**Consigne**: Repérez dans le matériel ci-dessous toutes les lignes où figure le mot « black », puis recopiez chacune d'elles.

**Matériel fourni**:
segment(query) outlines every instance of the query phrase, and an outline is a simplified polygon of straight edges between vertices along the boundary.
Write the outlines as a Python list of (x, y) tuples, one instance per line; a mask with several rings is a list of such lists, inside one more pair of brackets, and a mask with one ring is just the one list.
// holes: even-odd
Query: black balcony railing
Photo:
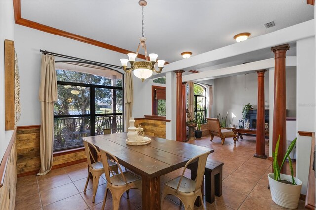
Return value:
[(122, 115), (95, 117), (95, 131), (91, 130), (90, 117), (55, 117), (54, 127), (54, 150), (82, 146), (82, 137), (102, 133), (106, 128), (123, 131)]

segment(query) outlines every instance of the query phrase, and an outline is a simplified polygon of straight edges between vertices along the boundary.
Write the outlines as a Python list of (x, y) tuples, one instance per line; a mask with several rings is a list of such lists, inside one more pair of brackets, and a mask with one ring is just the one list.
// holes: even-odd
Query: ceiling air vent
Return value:
[(272, 27), (273, 26), (275, 26), (276, 25), (276, 24), (275, 24), (275, 22), (273, 22), (273, 21), (269, 22), (269, 23), (265, 23), (264, 25), (266, 27), (266, 29)]

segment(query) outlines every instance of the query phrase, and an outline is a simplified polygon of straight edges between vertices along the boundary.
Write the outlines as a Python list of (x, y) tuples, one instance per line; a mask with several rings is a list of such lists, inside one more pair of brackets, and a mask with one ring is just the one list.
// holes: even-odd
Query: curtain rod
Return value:
[(202, 83), (201, 83), (201, 82), (196, 82), (196, 83), (199, 83), (199, 84), (202, 84), (202, 85), (207, 85), (207, 86), (212, 86), (212, 85), (209, 85), (209, 84), (208, 84)]
[(43, 53), (45, 55), (53, 55), (57, 57), (59, 57), (61, 58), (68, 58), (70, 59), (75, 59), (79, 61), (89, 62), (90, 64), (91, 63), (94, 64), (96, 65), (98, 65), (99, 66), (100, 66), (100, 65), (104, 66), (105, 66), (106, 67), (113, 67), (113, 68), (118, 68), (120, 69), (123, 69), (122, 67), (120, 66), (114, 65), (113, 64), (106, 64), (105, 63), (98, 62), (97, 61), (90, 61), (89, 60), (84, 59), (83, 58), (77, 58), (73, 56), (70, 56), (69, 55), (63, 55), (61, 54), (56, 53), (52, 52), (48, 52), (47, 50), (42, 50), (41, 49), (40, 51), (40, 52)]

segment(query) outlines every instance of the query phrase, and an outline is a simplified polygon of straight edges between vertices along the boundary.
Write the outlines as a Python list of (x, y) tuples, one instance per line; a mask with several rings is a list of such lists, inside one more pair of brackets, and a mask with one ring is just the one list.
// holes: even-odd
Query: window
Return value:
[(195, 83), (193, 85), (193, 92), (195, 118), (197, 119), (197, 114), (201, 114), (205, 118), (206, 117), (205, 88), (202, 85)]
[(166, 88), (152, 86), (153, 115), (166, 116)]
[(158, 78), (157, 79), (153, 79), (153, 82), (154, 83), (164, 84), (166, 84), (166, 77)]
[(82, 137), (105, 128), (123, 131), (122, 74), (85, 63), (57, 62), (55, 67), (54, 151), (82, 146)]

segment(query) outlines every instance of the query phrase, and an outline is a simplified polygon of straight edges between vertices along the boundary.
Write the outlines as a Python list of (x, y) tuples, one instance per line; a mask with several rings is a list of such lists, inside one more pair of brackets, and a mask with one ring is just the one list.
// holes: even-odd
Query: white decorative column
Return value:
[[(314, 37), (296, 42), (296, 122), (297, 130), (315, 131), (315, 46)], [(311, 152), (311, 137), (297, 134), (296, 176), (306, 194)]]

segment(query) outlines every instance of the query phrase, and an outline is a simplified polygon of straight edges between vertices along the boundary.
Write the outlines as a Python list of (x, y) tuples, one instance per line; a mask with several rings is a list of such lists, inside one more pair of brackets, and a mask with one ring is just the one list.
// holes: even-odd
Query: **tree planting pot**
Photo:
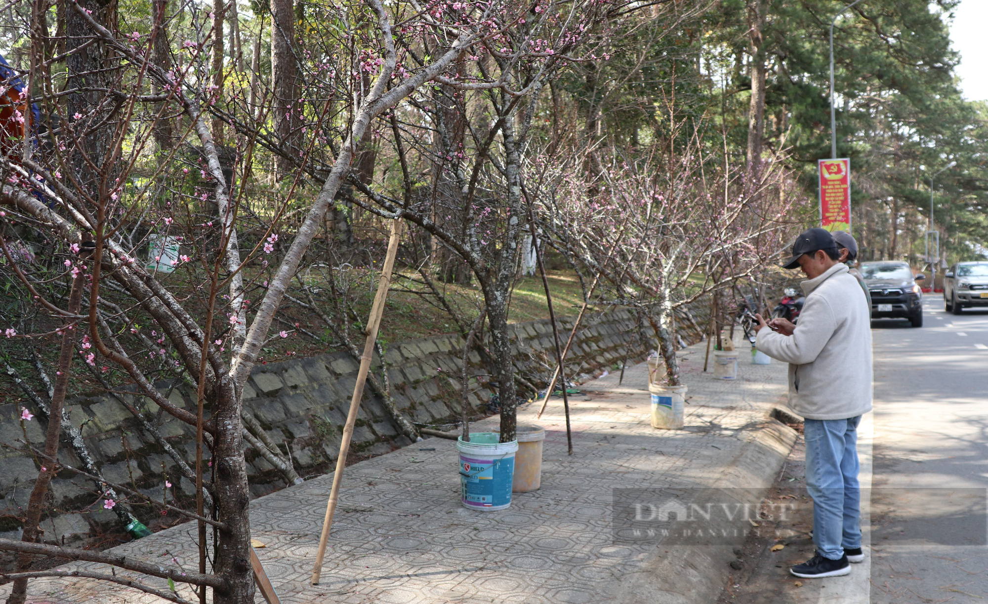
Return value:
[(545, 428), (540, 425), (520, 425), (516, 428), (518, 453), (515, 453), (514, 492), (537, 491), (542, 482), (542, 443)]
[(498, 432), (456, 439), (459, 451), (460, 503), (467, 509), (494, 511), (511, 505), (518, 441), (498, 442)]
[(685, 422), (686, 386), (666, 386), (651, 384), (652, 427), (664, 430), (678, 430)]

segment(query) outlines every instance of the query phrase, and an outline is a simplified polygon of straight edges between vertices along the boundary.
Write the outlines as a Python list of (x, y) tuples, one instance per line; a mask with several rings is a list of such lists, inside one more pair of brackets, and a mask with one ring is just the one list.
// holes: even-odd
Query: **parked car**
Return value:
[(923, 327), (923, 291), (916, 283), (926, 278), (913, 275), (906, 263), (862, 263), (862, 278), (871, 294), (872, 319), (909, 319), (913, 327)]
[(988, 306), (988, 263), (957, 263), (944, 273), (944, 307), (959, 315), (971, 306)]

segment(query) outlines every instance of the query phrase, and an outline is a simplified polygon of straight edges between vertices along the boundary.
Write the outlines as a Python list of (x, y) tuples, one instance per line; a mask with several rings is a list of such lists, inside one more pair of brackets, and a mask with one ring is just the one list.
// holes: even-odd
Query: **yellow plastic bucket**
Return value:
[(537, 491), (542, 482), (542, 442), (545, 428), (540, 425), (520, 425), (516, 428), (518, 452), (515, 453), (515, 478), (511, 490), (515, 492)]

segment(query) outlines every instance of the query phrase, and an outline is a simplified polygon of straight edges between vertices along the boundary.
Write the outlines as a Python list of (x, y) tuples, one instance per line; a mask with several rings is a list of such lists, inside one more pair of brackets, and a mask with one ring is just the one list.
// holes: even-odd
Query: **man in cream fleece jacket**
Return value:
[(871, 325), (858, 280), (838, 261), (833, 237), (803, 232), (784, 267), (809, 277), (799, 325), (759, 317), (756, 347), (789, 363), (789, 408), (805, 418), (806, 489), (813, 497), (816, 555), (789, 568), (801, 577), (839, 576), (861, 549), (858, 423), (871, 410)]

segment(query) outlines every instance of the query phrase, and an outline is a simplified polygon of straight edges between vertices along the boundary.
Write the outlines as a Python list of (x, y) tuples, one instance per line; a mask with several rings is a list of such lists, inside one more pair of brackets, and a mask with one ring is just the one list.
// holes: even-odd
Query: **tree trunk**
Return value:
[[(263, 16), (262, 16), (263, 19)], [(247, 101), (247, 108), (251, 116), (261, 113), (258, 95), (258, 72), (261, 71), (261, 32), (258, 31), (254, 37), (254, 48), (250, 60), (250, 98)]]
[[(223, 17), (226, 13), (224, 0), (212, 0), (212, 95), (217, 100), (223, 98)], [(215, 114), (210, 125), (212, 140), (223, 146), (223, 121)], [(227, 183), (228, 185), (228, 183)]]
[(226, 580), (228, 589), (213, 593), (215, 604), (254, 601), (254, 579), (250, 565), (250, 495), (247, 463), (244, 460), (240, 393), (233, 378), (224, 375), (217, 384), (218, 398), (210, 421), (216, 426), (212, 444), (215, 468), (216, 519), (224, 524), (216, 542), (214, 572)]
[(239, 73), (244, 70), (244, 53), (240, 47), (240, 15), (237, 0), (230, 1), (230, 62)]
[(751, 101), (748, 108), (748, 171), (745, 184), (749, 190), (758, 187), (762, 164), (762, 139), (765, 134), (765, 42), (762, 28), (765, 17), (762, 0), (747, 0), (748, 45), (751, 53)]
[(676, 327), (671, 306), (663, 303), (658, 321), (649, 313), (648, 322), (659, 340), (659, 352), (666, 361), (666, 380), (670, 386), (682, 386), (679, 377), (679, 360), (676, 358)]
[[(72, 289), (69, 292), (68, 312), (73, 315), (79, 313), (79, 306), (82, 302), (83, 279), (77, 276), (72, 279)], [(48, 411), (48, 426), (44, 434), (44, 455), (48, 459), (58, 458), (58, 442), (61, 436), (62, 404), (65, 402), (65, 392), (68, 389), (69, 369), (72, 366), (72, 357), (75, 353), (75, 336), (78, 330), (64, 329), (62, 332), (61, 351), (58, 354), (58, 372), (55, 377), (54, 392), (51, 397), (51, 406)], [(51, 484), (51, 477), (54, 474), (53, 462), (42, 462), (41, 473), (35, 480), (35, 488), (31, 491), (31, 498), (28, 501), (28, 513), (24, 518), (24, 533), (21, 541), (34, 543), (38, 541), (38, 536), (41, 532), (39, 530), (39, 523), (41, 520), (41, 513), (44, 511), (44, 498), (48, 492), (48, 485)], [(25, 572), (31, 569), (32, 557), (30, 554), (20, 554), (17, 557), (17, 571)], [(7, 604), (24, 604), (28, 595), (28, 579), (18, 579), (14, 581)]]
[[(508, 104), (507, 101), (504, 102)], [(508, 333), (508, 298), (515, 281), (518, 265), (518, 243), (521, 234), (522, 210), (522, 161), (515, 138), (515, 112), (507, 115), (501, 126), (505, 151), (505, 180), (508, 186), (508, 228), (505, 232), (504, 247), (498, 263), (497, 281), (492, 295), (484, 297), (487, 302), (487, 317), (491, 328), (491, 348), (498, 374), (498, 397), (501, 400), (501, 442), (515, 439), (518, 424), (518, 396), (515, 391), (515, 366), (511, 353), (511, 338)], [(562, 385), (563, 388), (566, 384)]]
[[(154, 20), (151, 60), (158, 67), (170, 71), (172, 57), (168, 53), (168, 30), (165, 28), (165, 20), (168, 18), (168, 0), (152, 0), (151, 7), (151, 18)], [(165, 103), (158, 103), (154, 107), (155, 113), (159, 114), (158, 120), (154, 124), (154, 141), (158, 143), (159, 150), (167, 151), (175, 145), (172, 120), (166, 115), (168, 109)]]
[[(84, 0), (79, 2), (79, 6), (91, 10), (91, 17), (97, 24), (109, 27), (116, 20), (117, 3), (112, 0), (106, 4), (101, 4), (94, 0)], [(66, 46), (68, 51), (89, 44), (91, 38), (96, 41), (87, 46), (84, 50), (73, 52), (66, 59), (68, 90), (85, 90), (86, 92), (75, 93), (68, 96), (67, 113), (74, 115), (80, 113), (82, 126), (92, 126), (103, 122), (110, 117), (109, 113), (117, 111), (117, 105), (108, 102), (106, 94), (96, 92), (100, 89), (109, 89), (116, 86), (118, 70), (114, 65), (118, 64), (116, 56), (101, 41), (89, 24), (74, 10), (66, 10), (65, 34), (68, 36)], [(96, 166), (105, 166), (104, 160), (111, 152), (113, 140), (113, 127), (86, 127), (83, 130), (81, 146), (89, 156), (89, 160)], [(99, 180), (96, 171), (90, 168), (89, 163), (82, 160), (81, 155), (76, 152), (69, 160), (76, 171), (79, 182), (83, 187), (89, 188), (90, 193), (96, 193), (94, 186)], [(112, 166), (105, 166), (108, 172)], [(112, 179), (111, 179), (112, 180)]]
[[(295, 146), (293, 135), (296, 119), (295, 97), (297, 86), (295, 77), (297, 65), (291, 50), (295, 38), (295, 14), (291, 0), (272, 0), (271, 2), (271, 76), (275, 95), (275, 132), (283, 145), (290, 150)], [(280, 155), (276, 160), (279, 172), (276, 178), (292, 169), (292, 163)]]

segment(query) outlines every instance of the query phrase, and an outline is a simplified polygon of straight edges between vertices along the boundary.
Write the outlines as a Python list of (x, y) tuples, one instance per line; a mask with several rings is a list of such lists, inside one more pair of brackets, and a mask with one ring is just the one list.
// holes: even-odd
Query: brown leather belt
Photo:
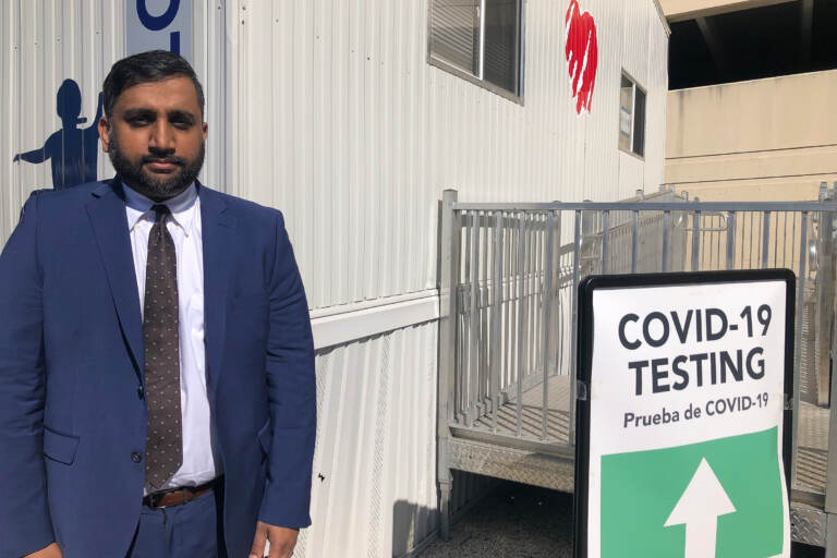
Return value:
[(198, 496), (213, 492), (216, 484), (218, 484), (217, 478), (198, 486), (184, 486), (173, 490), (149, 494), (148, 496), (143, 497), (143, 506), (148, 506), (149, 508), (168, 508), (170, 506), (186, 504)]

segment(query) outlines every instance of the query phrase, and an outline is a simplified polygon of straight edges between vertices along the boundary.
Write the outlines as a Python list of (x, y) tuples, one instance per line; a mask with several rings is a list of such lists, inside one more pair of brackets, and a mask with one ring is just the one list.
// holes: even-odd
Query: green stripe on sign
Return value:
[[(694, 545), (696, 534), (707, 529), (714, 533), (715, 525), (717, 542), (701, 536), (700, 544), (717, 544), (717, 558), (781, 554), (777, 436), (774, 427), (689, 446), (604, 456), (602, 557), (683, 556), (688, 529), (689, 544)], [(717, 499), (718, 507), (713, 508), (715, 500), (701, 501), (702, 497)], [(667, 522), (670, 526), (665, 526)]]

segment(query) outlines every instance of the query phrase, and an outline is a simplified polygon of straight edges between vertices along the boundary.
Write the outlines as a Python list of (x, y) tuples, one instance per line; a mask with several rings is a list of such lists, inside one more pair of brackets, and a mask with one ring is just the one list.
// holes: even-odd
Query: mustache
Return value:
[(182, 157), (177, 157), (174, 155), (167, 155), (167, 156), (158, 156), (158, 155), (146, 155), (142, 159), (142, 163), (146, 162), (163, 162), (167, 165), (177, 165), (179, 167), (185, 167), (186, 160)]

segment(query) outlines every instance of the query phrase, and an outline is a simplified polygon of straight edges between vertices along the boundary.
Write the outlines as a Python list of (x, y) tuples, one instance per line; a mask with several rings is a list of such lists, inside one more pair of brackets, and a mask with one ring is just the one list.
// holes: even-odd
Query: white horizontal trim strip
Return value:
[(436, 289), (318, 308), (311, 312), (314, 349), (345, 344), (438, 318), (439, 294)]

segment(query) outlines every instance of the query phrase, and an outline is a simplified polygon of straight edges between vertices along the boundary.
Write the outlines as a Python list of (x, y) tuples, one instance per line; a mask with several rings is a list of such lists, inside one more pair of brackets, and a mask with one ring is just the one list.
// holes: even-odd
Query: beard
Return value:
[[(145, 155), (138, 161), (129, 159), (119, 148), (119, 140), (111, 130), (110, 141), (108, 142), (108, 156), (113, 169), (119, 178), (140, 194), (155, 201), (161, 202), (177, 196), (190, 184), (192, 184), (201, 173), (206, 156), (206, 143), (201, 142), (201, 150), (193, 160), (187, 160), (173, 155)], [(146, 162), (165, 160), (180, 167), (180, 172), (174, 172), (170, 177), (157, 178), (150, 175), (143, 166)]]

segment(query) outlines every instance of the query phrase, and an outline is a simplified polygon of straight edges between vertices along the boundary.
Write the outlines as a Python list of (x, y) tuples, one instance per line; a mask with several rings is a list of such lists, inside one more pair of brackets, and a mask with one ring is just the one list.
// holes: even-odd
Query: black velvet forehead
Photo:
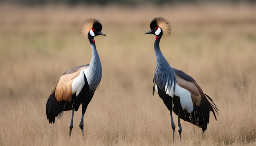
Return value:
[(151, 23), (150, 23), (150, 29), (153, 29), (155, 27), (158, 27), (157, 24), (157, 21), (155, 20), (154, 19)]
[(92, 28), (98, 31), (101, 31), (102, 29), (102, 25), (100, 22), (96, 22), (93, 24)]

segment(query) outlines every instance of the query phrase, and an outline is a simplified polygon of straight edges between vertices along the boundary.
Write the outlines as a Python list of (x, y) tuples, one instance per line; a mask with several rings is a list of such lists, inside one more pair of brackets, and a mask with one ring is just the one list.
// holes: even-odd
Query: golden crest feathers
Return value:
[(92, 28), (93, 24), (95, 22), (99, 22), (99, 21), (96, 19), (90, 18), (83, 22), (80, 30), (83, 35), (88, 37), (89, 31)]
[(169, 21), (161, 17), (155, 18), (154, 20), (156, 22), (157, 26), (161, 28), (163, 31), (164, 37), (171, 35), (171, 26)]

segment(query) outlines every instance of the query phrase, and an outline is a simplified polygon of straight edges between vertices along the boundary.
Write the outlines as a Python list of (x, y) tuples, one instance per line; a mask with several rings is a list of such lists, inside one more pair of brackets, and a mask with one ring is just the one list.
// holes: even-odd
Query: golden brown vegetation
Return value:
[[(193, 77), (220, 109), (202, 130), (182, 121), (175, 145), (256, 144), (256, 7), (206, 5), (153, 7), (0, 6), (0, 145), (172, 144), (169, 112), (152, 95), (153, 18), (172, 24), (160, 47), (170, 65)], [(103, 66), (99, 89), (85, 116), (85, 137), (71, 112), (49, 124), (47, 97), (66, 71), (90, 62), (79, 33), (95, 18), (106, 37), (95, 38)], [(177, 116), (174, 116), (177, 125)], [(195, 133), (194, 132), (194, 130)]]

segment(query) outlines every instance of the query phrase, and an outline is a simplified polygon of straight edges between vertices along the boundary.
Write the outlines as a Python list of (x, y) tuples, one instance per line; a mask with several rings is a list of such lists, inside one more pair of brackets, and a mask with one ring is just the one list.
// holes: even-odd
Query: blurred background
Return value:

**Réponse rédigée**:
Query: black balcony railing
Query: black velvet forehead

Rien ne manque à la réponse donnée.